Entries supplied →

= Beginning of Section =

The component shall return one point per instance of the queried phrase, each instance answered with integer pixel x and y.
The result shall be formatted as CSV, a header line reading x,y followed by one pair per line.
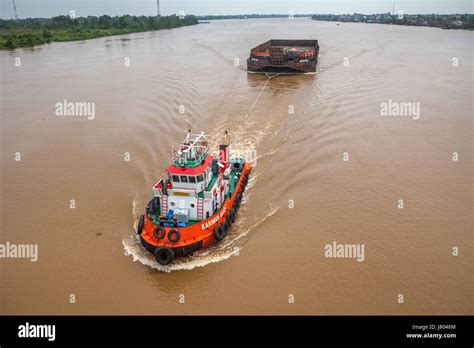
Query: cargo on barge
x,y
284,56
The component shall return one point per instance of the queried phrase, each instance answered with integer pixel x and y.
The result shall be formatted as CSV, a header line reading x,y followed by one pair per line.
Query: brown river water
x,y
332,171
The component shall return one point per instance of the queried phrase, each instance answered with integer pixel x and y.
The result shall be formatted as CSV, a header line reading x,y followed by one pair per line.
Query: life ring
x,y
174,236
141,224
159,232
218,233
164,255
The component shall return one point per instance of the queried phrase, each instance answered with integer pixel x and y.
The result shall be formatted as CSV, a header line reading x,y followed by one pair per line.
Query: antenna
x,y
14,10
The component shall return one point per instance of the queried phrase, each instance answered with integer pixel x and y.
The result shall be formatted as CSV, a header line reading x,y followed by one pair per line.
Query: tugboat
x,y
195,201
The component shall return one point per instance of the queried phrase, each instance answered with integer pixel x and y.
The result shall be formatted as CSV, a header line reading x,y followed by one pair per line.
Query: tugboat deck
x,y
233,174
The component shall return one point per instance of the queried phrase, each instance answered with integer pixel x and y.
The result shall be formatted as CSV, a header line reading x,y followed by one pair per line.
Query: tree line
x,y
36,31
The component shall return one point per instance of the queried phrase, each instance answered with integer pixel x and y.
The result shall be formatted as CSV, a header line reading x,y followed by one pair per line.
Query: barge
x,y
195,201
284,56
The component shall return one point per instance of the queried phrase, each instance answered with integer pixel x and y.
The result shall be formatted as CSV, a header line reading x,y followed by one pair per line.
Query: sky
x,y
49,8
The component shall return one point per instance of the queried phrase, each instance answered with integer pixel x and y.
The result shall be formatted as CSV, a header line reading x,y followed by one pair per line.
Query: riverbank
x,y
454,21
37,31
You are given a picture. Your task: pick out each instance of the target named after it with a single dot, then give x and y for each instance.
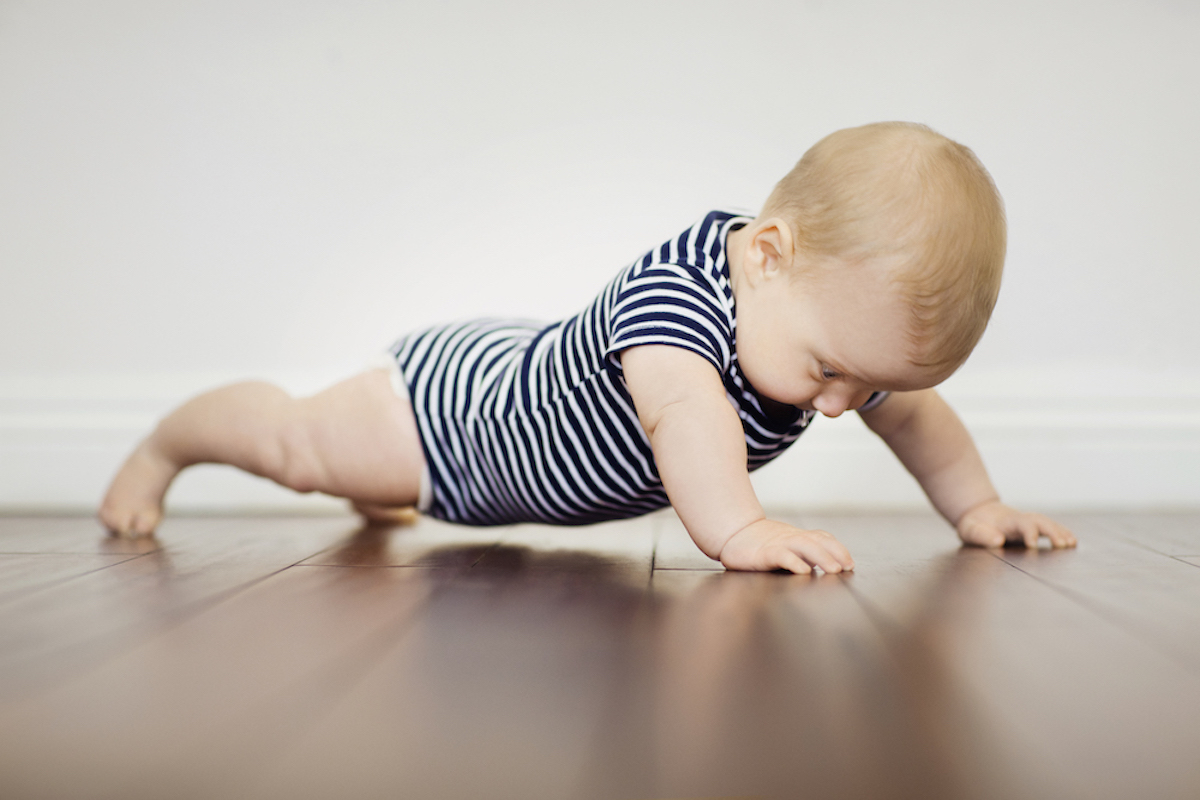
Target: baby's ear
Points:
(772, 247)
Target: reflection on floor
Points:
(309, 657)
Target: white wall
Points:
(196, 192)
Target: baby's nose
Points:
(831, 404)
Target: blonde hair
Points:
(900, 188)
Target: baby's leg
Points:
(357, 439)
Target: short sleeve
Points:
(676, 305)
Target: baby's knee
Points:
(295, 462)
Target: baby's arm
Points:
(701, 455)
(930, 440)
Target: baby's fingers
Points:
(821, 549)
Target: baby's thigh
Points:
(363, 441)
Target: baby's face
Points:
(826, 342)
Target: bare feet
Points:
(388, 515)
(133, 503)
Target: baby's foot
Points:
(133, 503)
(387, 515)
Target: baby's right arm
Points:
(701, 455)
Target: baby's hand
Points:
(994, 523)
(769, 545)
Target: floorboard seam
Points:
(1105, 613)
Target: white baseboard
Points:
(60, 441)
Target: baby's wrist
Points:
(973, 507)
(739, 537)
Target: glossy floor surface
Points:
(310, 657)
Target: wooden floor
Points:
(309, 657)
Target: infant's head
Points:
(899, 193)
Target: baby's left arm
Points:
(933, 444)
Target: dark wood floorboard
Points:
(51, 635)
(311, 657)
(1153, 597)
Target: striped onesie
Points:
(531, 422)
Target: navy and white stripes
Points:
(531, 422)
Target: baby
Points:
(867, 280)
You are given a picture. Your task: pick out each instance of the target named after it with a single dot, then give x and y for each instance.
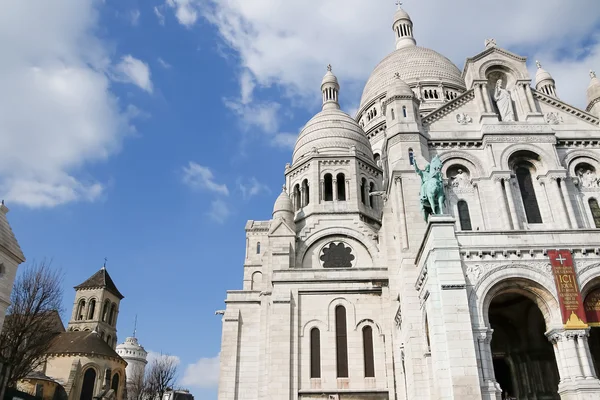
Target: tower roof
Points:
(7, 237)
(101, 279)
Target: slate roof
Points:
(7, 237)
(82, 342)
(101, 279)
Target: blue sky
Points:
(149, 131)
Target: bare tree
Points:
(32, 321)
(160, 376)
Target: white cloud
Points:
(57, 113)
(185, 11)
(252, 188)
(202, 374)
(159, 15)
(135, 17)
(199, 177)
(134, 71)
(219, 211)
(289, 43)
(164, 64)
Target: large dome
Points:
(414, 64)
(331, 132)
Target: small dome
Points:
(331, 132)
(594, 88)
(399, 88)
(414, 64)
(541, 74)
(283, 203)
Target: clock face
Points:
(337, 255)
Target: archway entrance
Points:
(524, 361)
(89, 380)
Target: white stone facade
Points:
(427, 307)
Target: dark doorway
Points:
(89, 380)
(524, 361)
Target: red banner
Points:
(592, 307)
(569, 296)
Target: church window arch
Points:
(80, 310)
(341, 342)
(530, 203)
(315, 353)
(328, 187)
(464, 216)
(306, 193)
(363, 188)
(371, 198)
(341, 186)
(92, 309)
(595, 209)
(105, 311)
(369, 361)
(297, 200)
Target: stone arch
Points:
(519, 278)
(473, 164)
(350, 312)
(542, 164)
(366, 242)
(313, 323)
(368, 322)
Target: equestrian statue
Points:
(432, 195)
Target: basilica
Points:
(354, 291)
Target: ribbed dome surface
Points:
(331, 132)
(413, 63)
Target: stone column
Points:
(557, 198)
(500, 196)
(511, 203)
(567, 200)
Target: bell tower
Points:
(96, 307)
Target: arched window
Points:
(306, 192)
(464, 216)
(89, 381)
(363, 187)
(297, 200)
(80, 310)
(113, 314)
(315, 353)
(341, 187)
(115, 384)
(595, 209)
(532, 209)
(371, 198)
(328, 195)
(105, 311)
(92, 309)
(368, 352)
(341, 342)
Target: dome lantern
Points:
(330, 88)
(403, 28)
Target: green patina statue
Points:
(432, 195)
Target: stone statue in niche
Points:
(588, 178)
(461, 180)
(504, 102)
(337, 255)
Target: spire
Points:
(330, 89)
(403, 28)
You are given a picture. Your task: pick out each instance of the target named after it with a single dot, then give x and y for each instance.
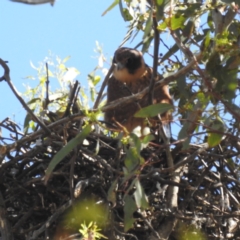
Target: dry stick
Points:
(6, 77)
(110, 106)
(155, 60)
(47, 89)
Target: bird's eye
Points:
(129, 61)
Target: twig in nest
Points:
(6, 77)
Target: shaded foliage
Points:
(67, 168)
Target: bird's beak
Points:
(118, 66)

= End of Section =
= Beginning of Section =

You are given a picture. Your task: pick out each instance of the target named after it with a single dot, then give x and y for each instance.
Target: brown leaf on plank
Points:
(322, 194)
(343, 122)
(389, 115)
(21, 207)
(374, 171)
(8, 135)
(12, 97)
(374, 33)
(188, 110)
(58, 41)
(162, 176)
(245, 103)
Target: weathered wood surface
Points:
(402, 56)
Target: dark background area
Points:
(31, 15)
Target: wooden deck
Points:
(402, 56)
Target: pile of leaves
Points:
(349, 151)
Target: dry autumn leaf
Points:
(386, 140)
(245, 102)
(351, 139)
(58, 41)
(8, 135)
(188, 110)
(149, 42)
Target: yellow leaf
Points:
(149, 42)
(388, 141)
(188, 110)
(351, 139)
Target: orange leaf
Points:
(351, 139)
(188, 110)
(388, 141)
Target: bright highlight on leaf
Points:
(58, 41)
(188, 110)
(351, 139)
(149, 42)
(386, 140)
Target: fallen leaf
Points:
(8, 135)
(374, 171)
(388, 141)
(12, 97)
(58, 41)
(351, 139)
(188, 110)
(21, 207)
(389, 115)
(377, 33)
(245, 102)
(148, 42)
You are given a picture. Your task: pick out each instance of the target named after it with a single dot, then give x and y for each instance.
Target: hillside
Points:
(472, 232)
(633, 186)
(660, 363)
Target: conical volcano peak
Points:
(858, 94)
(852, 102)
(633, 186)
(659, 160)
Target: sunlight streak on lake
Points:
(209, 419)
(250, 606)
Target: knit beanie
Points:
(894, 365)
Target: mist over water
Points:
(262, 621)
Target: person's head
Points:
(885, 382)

= End of Section =

Show all lines above that contain "surface".

Expected answer →
Target: glossy floor surface
Target: ribbed dome surface
Target: weathered wood surface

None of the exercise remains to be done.